Reproduce word for word the part of the East Greenland icebergs passage below, starting at "Icebergs Near Scoresbysund" and ending at "Eastern Greenland coast.".

#### EXTRACT PROVIDED
.....

Icebergs Near Scoresbysund Ittoqqortoormiit
Iceberg in East Greenland: photo credit mark stratton

'Nutaryuk' ('fresh snow') and 'Muruaneq' ('soft deep snow'). The Arctic Inuit have over fifty words for snow and ice in their Inuktitut language, reflecting its importance in everyday life. This was, however, fewer than the amount of superlatives I could muster as we first sailed into an alley of icebergs off the Eastern Greenland coast. 

As the setting sun began its nightly three-hour smoulder in the world's most extensive fjord system at Scoresby Sound, all nine of my fellow passengers were out on the raised metal bow of the MV Vikingfjord - an indomitable, now retrofitted small vessel from 1974. "Let's go play with some icebergs," John Rodsted, our Australian expedition leader, had said before our experienced Russian sea captain, Sergey, pirouetted us around the bergs. With sheer faces streaked by inky-blue freshwater veins, some of the icebergs rose forty to fifty metres high. Sometimes, they have acquired a chalky blue appearance, but they are mostly brilliant white, glistening like moulds of fine porcelain. The more translucent glassy ice was hundreds of thousands of years old. All were drifting south, like ghostly apparitions of the Mary Celeste, breaking away from Greenland's ever-receding glaciers - iced tongues that protrude from the island's colossal ice sheet.

Iceberg Arch Øfjord 3 1007
Iceberg arch øfjord: photo credit mark stratton

The excitement of these supernatural forms induced a childlike game on the deck of assigning silly names to them. Emilie, a Parisian photographer, was adamant she could see a boot and a couch, while my interpretations stretched to Mr Whippy (a famous ice cream) and a Sphinx with no head. Every other iceberg drew comparisons with Cathedrals and citadels, their massive, straight, and impenetrable walls capped by fractured tops weathered into churchlike spires and belltowers. 

There is no doubt their sense of immensity was enhanced by the small size of our vessel. On a large cruise ship with a dozen decks, you could look down on these icebergs from high and almost certainly from afar as your vessel exercised titanic caution. Yet I was on a micro-expedition vessel. Up close and personal to these icy leviathans. Close enough to shiver at their chill and feel diminutive in their behemoth presence. With just six double cabins and four decks, the 42 metre-long MV Vikingfjord was a nimble and intimate way to explore East Greenland’s indented fjordic coastline. The ship’s shallow draft enabled it to get close to the shoreline to launch on a whim our two zodiacs for excursions on land, and with two expedition staff plus eight crewmembers, the ratio for passengers to staff was almost 1:1, so service and flexibility was excellent. Environmentally, small was undoubtedly beautiful as the ship’s updated propulsion ensured 95% of harmful Nitrogen Oxides were removed at the source.

.....

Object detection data
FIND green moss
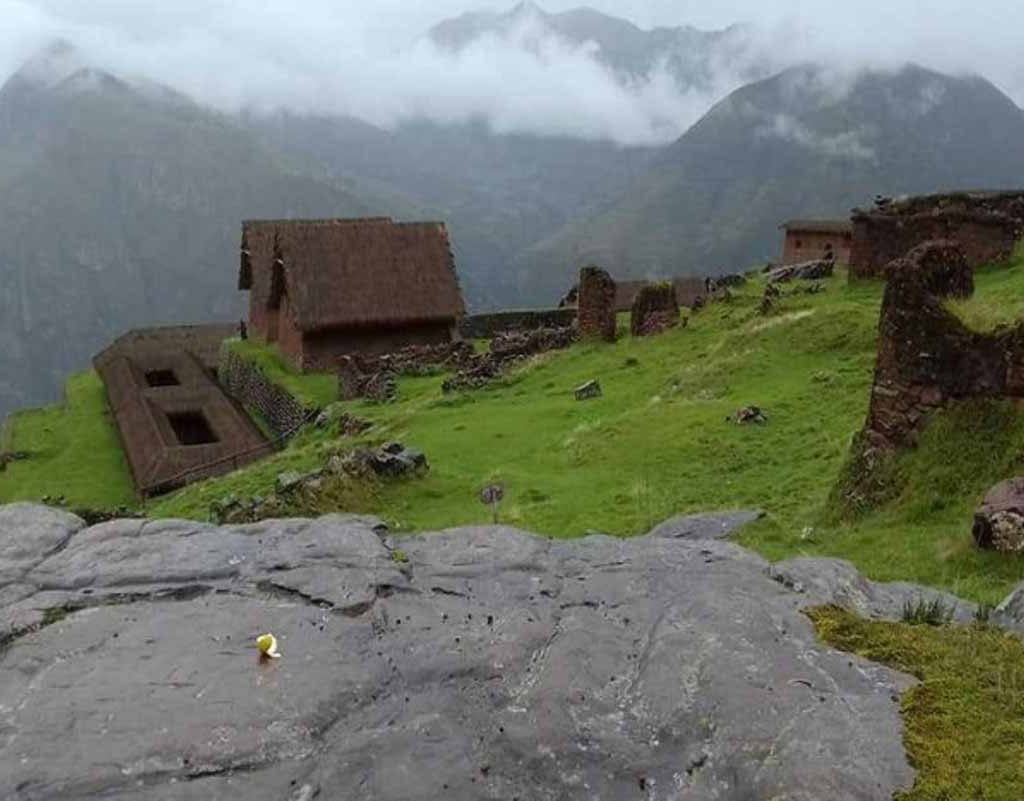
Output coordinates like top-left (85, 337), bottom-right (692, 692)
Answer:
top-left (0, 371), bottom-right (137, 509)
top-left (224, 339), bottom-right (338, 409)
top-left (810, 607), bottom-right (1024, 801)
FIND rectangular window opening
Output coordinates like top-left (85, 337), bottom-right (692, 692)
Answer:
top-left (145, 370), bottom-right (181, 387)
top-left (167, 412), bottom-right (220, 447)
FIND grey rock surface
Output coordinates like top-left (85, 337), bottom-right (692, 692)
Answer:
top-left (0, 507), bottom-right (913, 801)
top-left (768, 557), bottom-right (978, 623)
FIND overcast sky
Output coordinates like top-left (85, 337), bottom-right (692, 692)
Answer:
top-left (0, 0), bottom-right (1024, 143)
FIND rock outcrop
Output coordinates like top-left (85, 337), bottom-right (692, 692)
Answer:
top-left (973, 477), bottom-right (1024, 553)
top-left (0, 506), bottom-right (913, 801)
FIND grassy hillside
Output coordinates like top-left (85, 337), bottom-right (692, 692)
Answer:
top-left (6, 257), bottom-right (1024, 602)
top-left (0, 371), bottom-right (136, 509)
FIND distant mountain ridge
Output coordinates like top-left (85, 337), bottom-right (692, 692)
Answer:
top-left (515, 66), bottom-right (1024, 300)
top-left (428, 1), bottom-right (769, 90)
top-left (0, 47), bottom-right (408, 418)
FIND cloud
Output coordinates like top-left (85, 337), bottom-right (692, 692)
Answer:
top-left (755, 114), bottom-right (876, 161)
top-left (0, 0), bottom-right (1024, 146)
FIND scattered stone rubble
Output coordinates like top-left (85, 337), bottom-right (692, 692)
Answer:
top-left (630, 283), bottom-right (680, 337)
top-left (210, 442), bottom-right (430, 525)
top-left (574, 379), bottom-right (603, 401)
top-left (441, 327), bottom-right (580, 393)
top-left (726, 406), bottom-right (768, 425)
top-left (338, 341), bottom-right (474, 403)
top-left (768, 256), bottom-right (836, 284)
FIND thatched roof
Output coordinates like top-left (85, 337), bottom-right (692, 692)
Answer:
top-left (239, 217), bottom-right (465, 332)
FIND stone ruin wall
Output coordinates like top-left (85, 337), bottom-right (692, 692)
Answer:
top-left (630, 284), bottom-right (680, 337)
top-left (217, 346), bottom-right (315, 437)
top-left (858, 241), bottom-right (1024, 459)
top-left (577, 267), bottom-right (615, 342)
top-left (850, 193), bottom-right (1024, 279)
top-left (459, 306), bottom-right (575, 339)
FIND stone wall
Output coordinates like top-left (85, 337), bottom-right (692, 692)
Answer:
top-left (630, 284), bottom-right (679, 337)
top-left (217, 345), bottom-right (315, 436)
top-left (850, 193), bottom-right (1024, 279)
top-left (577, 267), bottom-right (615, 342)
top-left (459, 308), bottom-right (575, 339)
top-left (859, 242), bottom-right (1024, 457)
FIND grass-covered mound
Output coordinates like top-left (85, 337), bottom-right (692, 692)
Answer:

.....

#### WRITTEN SOLUTION
Icebergs Near Scoresbysund Ittoqqortoormiit
Iceberg in East Greenland: photo credit mark stratton

'Nutaryuk' ('fresh snow') and 'Muruaneq' ('soft deep snow'). The Arctic Inuit have over fifty words for snow and ice in their Inuktitut language, reflecting its importance in everyday life. This was, however, fewer than the amount of superlatives I could muster as we first sailed into an alley of icebergs off the Eastern Greenland coast.